▸ Assignment
Each line of the listing must be set down exactly as it stands.

▸ Input data
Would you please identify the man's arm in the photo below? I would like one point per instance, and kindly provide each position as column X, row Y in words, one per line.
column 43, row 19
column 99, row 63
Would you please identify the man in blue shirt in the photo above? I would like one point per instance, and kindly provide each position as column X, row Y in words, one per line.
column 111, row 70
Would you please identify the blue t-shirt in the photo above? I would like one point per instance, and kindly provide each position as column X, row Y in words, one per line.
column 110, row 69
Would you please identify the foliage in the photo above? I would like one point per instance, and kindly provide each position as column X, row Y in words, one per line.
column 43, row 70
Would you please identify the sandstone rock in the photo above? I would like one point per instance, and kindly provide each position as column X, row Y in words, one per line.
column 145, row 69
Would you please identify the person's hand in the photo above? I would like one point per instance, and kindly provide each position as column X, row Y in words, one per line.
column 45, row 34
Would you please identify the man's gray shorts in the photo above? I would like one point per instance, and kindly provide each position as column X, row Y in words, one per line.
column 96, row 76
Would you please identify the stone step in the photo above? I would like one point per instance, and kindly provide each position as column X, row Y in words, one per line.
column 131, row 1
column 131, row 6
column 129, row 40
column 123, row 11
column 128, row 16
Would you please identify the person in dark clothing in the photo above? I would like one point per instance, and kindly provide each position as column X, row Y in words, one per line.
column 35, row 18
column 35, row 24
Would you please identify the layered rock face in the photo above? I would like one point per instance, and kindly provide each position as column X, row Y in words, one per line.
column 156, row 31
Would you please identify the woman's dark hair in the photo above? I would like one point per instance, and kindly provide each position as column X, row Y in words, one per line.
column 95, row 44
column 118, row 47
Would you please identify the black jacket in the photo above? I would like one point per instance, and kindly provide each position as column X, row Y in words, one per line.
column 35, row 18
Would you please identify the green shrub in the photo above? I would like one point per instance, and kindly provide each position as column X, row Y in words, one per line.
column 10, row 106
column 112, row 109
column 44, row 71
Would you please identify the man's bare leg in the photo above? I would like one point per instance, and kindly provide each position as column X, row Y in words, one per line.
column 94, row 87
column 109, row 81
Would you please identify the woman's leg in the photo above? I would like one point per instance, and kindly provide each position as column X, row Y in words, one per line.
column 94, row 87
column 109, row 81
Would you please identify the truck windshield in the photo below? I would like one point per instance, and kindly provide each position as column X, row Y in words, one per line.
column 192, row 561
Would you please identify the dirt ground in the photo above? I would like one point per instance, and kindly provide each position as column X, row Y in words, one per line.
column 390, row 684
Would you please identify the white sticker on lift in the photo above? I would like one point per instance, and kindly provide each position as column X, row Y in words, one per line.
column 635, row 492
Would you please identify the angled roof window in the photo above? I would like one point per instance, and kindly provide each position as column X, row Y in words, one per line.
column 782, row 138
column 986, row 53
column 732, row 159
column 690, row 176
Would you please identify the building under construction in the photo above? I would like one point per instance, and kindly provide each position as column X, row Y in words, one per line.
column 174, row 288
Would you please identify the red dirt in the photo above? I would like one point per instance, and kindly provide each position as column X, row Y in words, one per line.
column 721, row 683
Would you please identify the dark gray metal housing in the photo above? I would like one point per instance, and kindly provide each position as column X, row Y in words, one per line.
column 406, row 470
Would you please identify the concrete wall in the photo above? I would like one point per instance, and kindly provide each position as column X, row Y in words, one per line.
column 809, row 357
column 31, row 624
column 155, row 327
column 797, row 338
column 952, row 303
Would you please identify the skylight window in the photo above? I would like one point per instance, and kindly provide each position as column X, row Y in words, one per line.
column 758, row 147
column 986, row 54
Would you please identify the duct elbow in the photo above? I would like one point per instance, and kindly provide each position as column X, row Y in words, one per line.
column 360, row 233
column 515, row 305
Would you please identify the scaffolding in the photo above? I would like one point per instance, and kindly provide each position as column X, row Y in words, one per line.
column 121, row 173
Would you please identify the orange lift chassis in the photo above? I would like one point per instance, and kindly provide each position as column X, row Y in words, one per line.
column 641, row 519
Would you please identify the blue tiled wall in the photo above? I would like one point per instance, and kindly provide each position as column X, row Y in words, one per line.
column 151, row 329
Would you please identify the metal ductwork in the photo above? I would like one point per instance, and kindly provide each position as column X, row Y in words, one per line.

▸ Output
Would you please identify the man's arm in the photo below? I would like one point per instance, and kindly provide each position as column X, row Y in words, one per line.
column 43, row 19
column 99, row 63
Would you please identify the man in blue shirt in the photo above? I would like one point per instance, and kindly provide each position as column X, row Y in words, one per line.
column 111, row 70
Would you please identify the blue t-shirt in the photo above? I would like one point per instance, and kindly provide each position as column X, row Y in words, one per line.
column 110, row 69
Would you please identify the foliage in the photo above? I would like one point per instance, and kindly provide each position as column X, row Y in words, one per line.
column 43, row 70
Would you please identify the sandstone rock in the photo above? I would like one point per instance, and kindly provide each position as column X, row Y in words, one per line.
column 145, row 69
Would you please identify the person's hand in the photo above? I would like one point per instance, and kindly provide each position as column X, row Y in words, one per line.
column 45, row 34
Would you please identify the man's gray shorts in the photo above? I would like one point per instance, and kindly provide each position as column X, row Y in words, one per line.
column 96, row 76
Would you please identify the stone step in the photo above? I would like one point per instance, and kindly provide each position as column X, row Y in words, one per line.
column 131, row 1
column 131, row 6
column 129, row 40
column 123, row 11
column 128, row 16
Would you please identify the person in dark clothing in the photo above? I would like one point per instance, and kindly provide each position as column X, row Y in words, one per line.
column 35, row 18
column 35, row 24
Would you please identify the layered rock face in the photo above? I would like one point per instance, and kindly provide each position as column X, row Y in words, one per line.
column 156, row 31
Would you please identify the woman's dark hair in the photo above? I would like one point per instance, and kindly provide each position as column X, row Y in words, one per line.
column 95, row 44
column 118, row 47
Would you please identify the black jacket in the photo above? I would like one point per instance, and kindly provide each position as column X, row Y in words, one per line.
column 35, row 18
Would you please identify the green shrub in the photo above? I would like one point per instance, and kindly provide each position as column X, row Y in words, one per line.
column 10, row 106
column 112, row 109
column 44, row 71
Would you please identify the man's bare leg in the photo above? I would like one point per instance, and kindly provide each position as column X, row Y in words, one per line.
column 94, row 87
column 109, row 81
Would you please identify the woman's leg in the photo above? I would like one point per instance, and kindly provide each position as column X, row Y in words, one per line.
column 94, row 87
column 109, row 81
Would you please identify the truck windshield in the photo below? I would like one point per instance, and kindly provide each position as column X, row Y in words, one per line.
column 192, row 561
Would you please identify the dirt ground in the photo above? I would like one point per instance, and kindly provide each position as column X, row Y in words, one per line.
column 390, row 684
Would you please identify the white sticker on lift in the photo above? I would like one point per instance, and kindly provide each position as column X, row Y in words, one per line.
column 635, row 492
Would you please identify the angled roof window in the photo above? I would like one point per instance, and kindly provide each position as column X, row Y in words, one per line.
column 782, row 138
column 986, row 53
column 732, row 159
column 690, row 176
Would you please identify the building under construction in the photo above? I would like one point per instance, and kindly provide each position as column X, row Y in words, one per line.
column 174, row 288
Would you please identify the red dirt in the photo above? I would like one point per instance, and kindly provide each position as column X, row Y in words, one per line.
column 721, row 683
Would you please identify the dark gray metal housing in the photo above? I would like one point per instance, and kindly provide each position as column X, row Y in words, one per line.
column 406, row 470
Would you please identify the concrete wall in the photo above? I would like one point per instance, and kindly provide each position as column X, row Y in words, one per line.
column 809, row 357
column 31, row 624
column 155, row 327
column 797, row 338
column 952, row 303
Would you please identify the skylight window in the photo above? I would like one point per instance, and kindly provide each position as column X, row Y in words, one per line.
column 758, row 147
column 986, row 54
Would you please identify the duct elbow in the photo above? I would like one point per instance, and kindly provide each position as column X, row Y in words, one per line.
column 360, row 233
column 515, row 305
Would you please identify the scaffolding in the photo above? I would like one point per instance, and kindly provide each position as column X, row Y in words, one per line.
column 121, row 173
Would you please identify the orange lift chassis in the photo above? I would like one point per instance, and kindly provide each position as column X, row Y in words, one per line.
column 641, row 519
Would you please identify the blue tiled wall in the photo above? I would like one point per instance, and kindly provide each position as column X, row Y in words, one per line.
column 151, row 329
Would you please identify the metal ductwork in the photo above? I would like one point per instance, and kindly provide each position as column X, row Y in words, one per line.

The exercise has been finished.